Stored entries:

+ + +

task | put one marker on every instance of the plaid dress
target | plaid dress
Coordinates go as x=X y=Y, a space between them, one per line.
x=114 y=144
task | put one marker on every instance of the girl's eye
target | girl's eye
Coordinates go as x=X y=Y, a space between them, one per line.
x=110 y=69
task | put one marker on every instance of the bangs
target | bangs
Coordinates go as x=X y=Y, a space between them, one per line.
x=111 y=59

+ + +

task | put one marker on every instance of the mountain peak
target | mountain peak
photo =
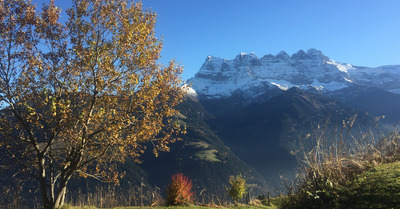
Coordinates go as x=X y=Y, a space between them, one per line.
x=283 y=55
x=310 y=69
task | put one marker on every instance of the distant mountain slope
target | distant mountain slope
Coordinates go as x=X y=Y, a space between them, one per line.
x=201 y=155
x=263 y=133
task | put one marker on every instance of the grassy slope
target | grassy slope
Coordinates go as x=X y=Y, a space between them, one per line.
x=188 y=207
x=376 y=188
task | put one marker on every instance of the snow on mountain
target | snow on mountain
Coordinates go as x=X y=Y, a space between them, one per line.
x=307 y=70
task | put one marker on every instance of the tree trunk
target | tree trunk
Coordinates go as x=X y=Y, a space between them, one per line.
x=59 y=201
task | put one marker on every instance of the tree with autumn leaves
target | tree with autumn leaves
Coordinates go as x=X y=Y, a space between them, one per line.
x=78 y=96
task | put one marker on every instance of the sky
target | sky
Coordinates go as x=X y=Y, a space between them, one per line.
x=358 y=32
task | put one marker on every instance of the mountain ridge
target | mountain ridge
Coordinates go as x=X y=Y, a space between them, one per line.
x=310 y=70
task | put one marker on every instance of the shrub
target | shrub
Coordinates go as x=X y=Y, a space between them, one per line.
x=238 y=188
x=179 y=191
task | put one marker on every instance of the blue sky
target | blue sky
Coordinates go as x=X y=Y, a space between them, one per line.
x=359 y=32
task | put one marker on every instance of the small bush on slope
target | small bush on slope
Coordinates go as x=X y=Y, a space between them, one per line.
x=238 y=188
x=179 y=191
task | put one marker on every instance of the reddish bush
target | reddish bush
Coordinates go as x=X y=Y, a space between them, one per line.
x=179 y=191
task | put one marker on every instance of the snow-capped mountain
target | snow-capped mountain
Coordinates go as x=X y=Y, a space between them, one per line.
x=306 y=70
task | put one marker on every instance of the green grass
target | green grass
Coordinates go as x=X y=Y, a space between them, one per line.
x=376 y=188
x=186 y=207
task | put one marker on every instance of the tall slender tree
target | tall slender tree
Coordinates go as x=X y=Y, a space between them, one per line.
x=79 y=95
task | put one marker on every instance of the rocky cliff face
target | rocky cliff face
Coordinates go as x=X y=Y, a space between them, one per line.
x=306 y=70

+ + +

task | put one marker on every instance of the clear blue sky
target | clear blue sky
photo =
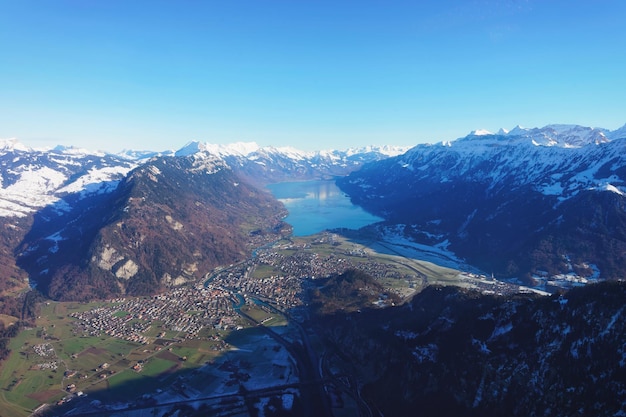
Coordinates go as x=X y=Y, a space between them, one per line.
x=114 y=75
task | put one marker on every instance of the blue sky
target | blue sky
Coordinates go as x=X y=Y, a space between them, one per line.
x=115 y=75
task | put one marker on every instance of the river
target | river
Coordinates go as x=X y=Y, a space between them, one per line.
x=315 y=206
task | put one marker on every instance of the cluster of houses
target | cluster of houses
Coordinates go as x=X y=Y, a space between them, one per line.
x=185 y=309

+ + +

Can you copy the records starting at the line containing "task | put one marker on every instance of the cluster" and ending at the line containing "x=185 y=309", requests included, adding 109 to every coordinate number in the answers?

Task answer:
task | put one marker on every instance of the cluster of houses
target | cluster of houses
Coordinates go as x=X y=Y, a space between them, one per line.
x=294 y=418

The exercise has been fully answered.